Work task:
For this exercise, the reply is the listing below, reproduced exactly.

Exercise inputs:

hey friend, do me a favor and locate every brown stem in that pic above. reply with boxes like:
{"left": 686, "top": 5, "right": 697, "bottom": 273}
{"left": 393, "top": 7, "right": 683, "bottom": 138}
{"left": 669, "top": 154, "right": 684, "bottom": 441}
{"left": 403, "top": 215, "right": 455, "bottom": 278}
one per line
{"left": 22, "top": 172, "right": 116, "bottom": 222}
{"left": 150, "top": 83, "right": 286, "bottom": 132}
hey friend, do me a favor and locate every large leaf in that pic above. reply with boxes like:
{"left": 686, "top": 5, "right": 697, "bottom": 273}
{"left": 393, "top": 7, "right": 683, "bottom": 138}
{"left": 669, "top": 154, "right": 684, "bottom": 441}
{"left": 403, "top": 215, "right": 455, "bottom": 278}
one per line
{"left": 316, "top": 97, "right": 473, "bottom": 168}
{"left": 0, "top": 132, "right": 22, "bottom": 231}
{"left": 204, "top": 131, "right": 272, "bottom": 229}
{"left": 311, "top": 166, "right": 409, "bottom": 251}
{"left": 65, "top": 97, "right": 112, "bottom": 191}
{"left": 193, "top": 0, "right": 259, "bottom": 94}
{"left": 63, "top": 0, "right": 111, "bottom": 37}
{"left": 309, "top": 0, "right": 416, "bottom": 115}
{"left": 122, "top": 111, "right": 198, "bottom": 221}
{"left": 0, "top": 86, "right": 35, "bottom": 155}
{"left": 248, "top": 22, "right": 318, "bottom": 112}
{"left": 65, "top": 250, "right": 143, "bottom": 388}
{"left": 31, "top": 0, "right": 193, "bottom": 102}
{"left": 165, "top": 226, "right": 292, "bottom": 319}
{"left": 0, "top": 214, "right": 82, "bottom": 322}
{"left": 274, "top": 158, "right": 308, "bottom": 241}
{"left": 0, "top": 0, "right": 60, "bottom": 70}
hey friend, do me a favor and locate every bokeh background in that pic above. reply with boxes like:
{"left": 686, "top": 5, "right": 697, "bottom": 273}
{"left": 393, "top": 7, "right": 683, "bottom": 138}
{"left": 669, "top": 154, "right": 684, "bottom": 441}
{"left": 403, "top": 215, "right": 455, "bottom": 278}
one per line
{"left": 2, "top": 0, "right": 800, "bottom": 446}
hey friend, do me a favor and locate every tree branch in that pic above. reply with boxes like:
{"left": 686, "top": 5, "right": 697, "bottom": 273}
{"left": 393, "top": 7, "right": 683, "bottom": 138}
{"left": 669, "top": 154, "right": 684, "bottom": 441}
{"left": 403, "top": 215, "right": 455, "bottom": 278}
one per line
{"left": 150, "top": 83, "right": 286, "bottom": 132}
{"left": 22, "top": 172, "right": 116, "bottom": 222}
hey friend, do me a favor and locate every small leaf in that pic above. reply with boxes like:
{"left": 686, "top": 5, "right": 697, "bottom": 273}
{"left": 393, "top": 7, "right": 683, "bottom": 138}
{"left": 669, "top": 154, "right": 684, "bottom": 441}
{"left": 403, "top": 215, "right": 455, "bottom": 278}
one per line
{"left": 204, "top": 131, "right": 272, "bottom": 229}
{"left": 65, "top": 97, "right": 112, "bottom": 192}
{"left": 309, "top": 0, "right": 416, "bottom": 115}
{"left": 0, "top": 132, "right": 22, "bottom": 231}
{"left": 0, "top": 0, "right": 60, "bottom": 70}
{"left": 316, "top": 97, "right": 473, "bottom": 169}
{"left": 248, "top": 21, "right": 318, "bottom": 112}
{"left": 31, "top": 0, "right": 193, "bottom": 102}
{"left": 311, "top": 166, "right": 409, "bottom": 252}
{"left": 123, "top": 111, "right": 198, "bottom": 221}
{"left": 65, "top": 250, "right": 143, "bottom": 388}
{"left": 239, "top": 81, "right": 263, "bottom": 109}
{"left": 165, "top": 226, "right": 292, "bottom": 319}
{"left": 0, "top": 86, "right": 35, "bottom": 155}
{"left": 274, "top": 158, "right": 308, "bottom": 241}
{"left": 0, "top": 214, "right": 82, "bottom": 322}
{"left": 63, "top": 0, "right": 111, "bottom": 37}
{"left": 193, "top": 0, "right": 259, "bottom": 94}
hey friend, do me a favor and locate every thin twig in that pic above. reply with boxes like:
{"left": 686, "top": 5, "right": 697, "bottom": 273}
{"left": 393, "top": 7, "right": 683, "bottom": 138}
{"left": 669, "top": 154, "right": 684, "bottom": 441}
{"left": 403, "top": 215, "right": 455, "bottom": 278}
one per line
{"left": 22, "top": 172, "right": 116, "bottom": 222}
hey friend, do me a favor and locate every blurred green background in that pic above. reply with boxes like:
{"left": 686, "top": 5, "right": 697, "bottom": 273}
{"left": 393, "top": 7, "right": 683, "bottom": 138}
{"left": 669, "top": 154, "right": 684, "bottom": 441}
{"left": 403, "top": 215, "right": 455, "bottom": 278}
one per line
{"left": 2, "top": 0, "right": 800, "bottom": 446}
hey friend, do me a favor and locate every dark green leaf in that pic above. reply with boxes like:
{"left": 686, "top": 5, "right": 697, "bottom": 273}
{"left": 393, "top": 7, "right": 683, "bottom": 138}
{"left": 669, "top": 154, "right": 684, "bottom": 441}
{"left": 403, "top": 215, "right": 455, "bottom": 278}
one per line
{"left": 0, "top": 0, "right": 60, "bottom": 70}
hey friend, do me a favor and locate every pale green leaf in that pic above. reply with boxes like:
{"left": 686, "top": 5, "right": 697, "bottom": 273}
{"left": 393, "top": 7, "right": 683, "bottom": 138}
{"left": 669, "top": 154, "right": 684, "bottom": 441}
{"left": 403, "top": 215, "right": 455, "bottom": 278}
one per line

Answer to this problem:
hey friend, do me a favor and locate every brown stem in that pic above. reply with boxes like:
{"left": 686, "top": 5, "right": 697, "bottom": 273}
{"left": 393, "top": 7, "right": 683, "bottom": 138}
{"left": 669, "top": 154, "right": 684, "bottom": 441}
{"left": 403, "top": 215, "right": 455, "bottom": 278}
one per line
{"left": 22, "top": 172, "right": 116, "bottom": 222}
{"left": 150, "top": 83, "right": 286, "bottom": 132}
hey friend, do me a favor and locate every large leaf in that pic above. reply with boxes like:
{"left": 686, "top": 5, "right": 697, "bottom": 273}
{"left": 393, "top": 7, "right": 683, "bottom": 138}
{"left": 669, "top": 154, "right": 684, "bottom": 441}
{"left": 403, "top": 215, "right": 455, "bottom": 278}
one per line
{"left": 316, "top": 97, "right": 473, "bottom": 168}
{"left": 0, "top": 132, "right": 22, "bottom": 231}
{"left": 204, "top": 131, "right": 272, "bottom": 229}
{"left": 311, "top": 166, "right": 409, "bottom": 251}
{"left": 65, "top": 97, "right": 112, "bottom": 191}
{"left": 193, "top": 0, "right": 259, "bottom": 94}
{"left": 63, "top": 0, "right": 111, "bottom": 37}
{"left": 309, "top": 0, "right": 416, "bottom": 115}
{"left": 122, "top": 111, "right": 198, "bottom": 221}
{"left": 0, "top": 86, "right": 35, "bottom": 155}
{"left": 248, "top": 22, "right": 318, "bottom": 112}
{"left": 65, "top": 250, "right": 143, "bottom": 388}
{"left": 31, "top": 0, "right": 193, "bottom": 102}
{"left": 165, "top": 226, "right": 292, "bottom": 319}
{"left": 0, "top": 214, "right": 82, "bottom": 322}
{"left": 274, "top": 158, "right": 308, "bottom": 241}
{"left": 0, "top": 0, "right": 60, "bottom": 70}
hey friend, do me a favor and locate every bokeh background in that pic above. reply with boxes like:
{"left": 686, "top": 5, "right": 697, "bottom": 273}
{"left": 393, "top": 7, "right": 683, "bottom": 138}
{"left": 669, "top": 154, "right": 684, "bottom": 441}
{"left": 403, "top": 215, "right": 455, "bottom": 278}
one per line
{"left": 2, "top": 0, "right": 800, "bottom": 446}
hey friend, do me a favor and locate every tree branch in that pic above. reply with boxes like:
{"left": 686, "top": 5, "right": 697, "bottom": 273}
{"left": 393, "top": 7, "right": 683, "bottom": 138}
{"left": 669, "top": 154, "right": 684, "bottom": 441}
{"left": 403, "top": 215, "right": 455, "bottom": 278}
one per line
{"left": 150, "top": 83, "right": 286, "bottom": 132}
{"left": 22, "top": 172, "right": 116, "bottom": 222}
hey friend, do me a favor and locate every small leaf in that pic above. reply with boxes like:
{"left": 686, "top": 5, "right": 697, "bottom": 273}
{"left": 393, "top": 7, "right": 683, "bottom": 138}
{"left": 669, "top": 154, "right": 684, "bottom": 441}
{"left": 403, "top": 215, "right": 455, "bottom": 278}
one per line
{"left": 204, "top": 131, "right": 272, "bottom": 229}
{"left": 65, "top": 97, "right": 112, "bottom": 192}
{"left": 309, "top": 0, "right": 416, "bottom": 115}
{"left": 0, "top": 132, "right": 22, "bottom": 231}
{"left": 0, "top": 0, "right": 60, "bottom": 70}
{"left": 316, "top": 97, "right": 473, "bottom": 169}
{"left": 248, "top": 21, "right": 318, "bottom": 112}
{"left": 31, "top": 0, "right": 193, "bottom": 102}
{"left": 311, "top": 166, "right": 409, "bottom": 252}
{"left": 123, "top": 111, "right": 198, "bottom": 221}
{"left": 65, "top": 250, "right": 143, "bottom": 388}
{"left": 239, "top": 81, "right": 263, "bottom": 109}
{"left": 165, "top": 226, "right": 292, "bottom": 319}
{"left": 0, "top": 86, "right": 35, "bottom": 155}
{"left": 274, "top": 158, "right": 308, "bottom": 241}
{"left": 0, "top": 214, "right": 82, "bottom": 322}
{"left": 63, "top": 0, "right": 111, "bottom": 37}
{"left": 193, "top": 0, "right": 259, "bottom": 94}
hey friend, do me a favor and locate every thin twig in that pic above. reply with boxes like:
{"left": 686, "top": 5, "right": 697, "bottom": 273}
{"left": 393, "top": 7, "right": 683, "bottom": 138}
{"left": 669, "top": 154, "right": 684, "bottom": 441}
{"left": 403, "top": 215, "right": 455, "bottom": 278}
one per line
{"left": 22, "top": 172, "right": 116, "bottom": 222}
hey friend, do me a favor and locate every blurred green background in that pic above. reply with boxes like:
{"left": 686, "top": 5, "right": 697, "bottom": 273}
{"left": 393, "top": 7, "right": 683, "bottom": 138}
{"left": 669, "top": 154, "right": 684, "bottom": 441}
{"left": 403, "top": 215, "right": 455, "bottom": 278}
one per line
{"left": 2, "top": 0, "right": 800, "bottom": 446}
hey friend, do me a favor and locate every dark green leaf in that pic above. reply with boxes like:
{"left": 686, "top": 5, "right": 697, "bottom": 273}
{"left": 393, "top": 7, "right": 683, "bottom": 138}
{"left": 669, "top": 154, "right": 684, "bottom": 441}
{"left": 403, "top": 215, "right": 455, "bottom": 278}
one per line
{"left": 0, "top": 0, "right": 60, "bottom": 70}
hey friend, do me a favor and locate every pale green leaf in that pic above. reply with boxes like:
{"left": 686, "top": 5, "right": 697, "bottom": 273}
{"left": 393, "top": 7, "right": 683, "bottom": 138}
{"left": 669, "top": 154, "right": 684, "bottom": 441}
{"left": 403, "top": 215, "right": 455, "bottom": 278}
one per line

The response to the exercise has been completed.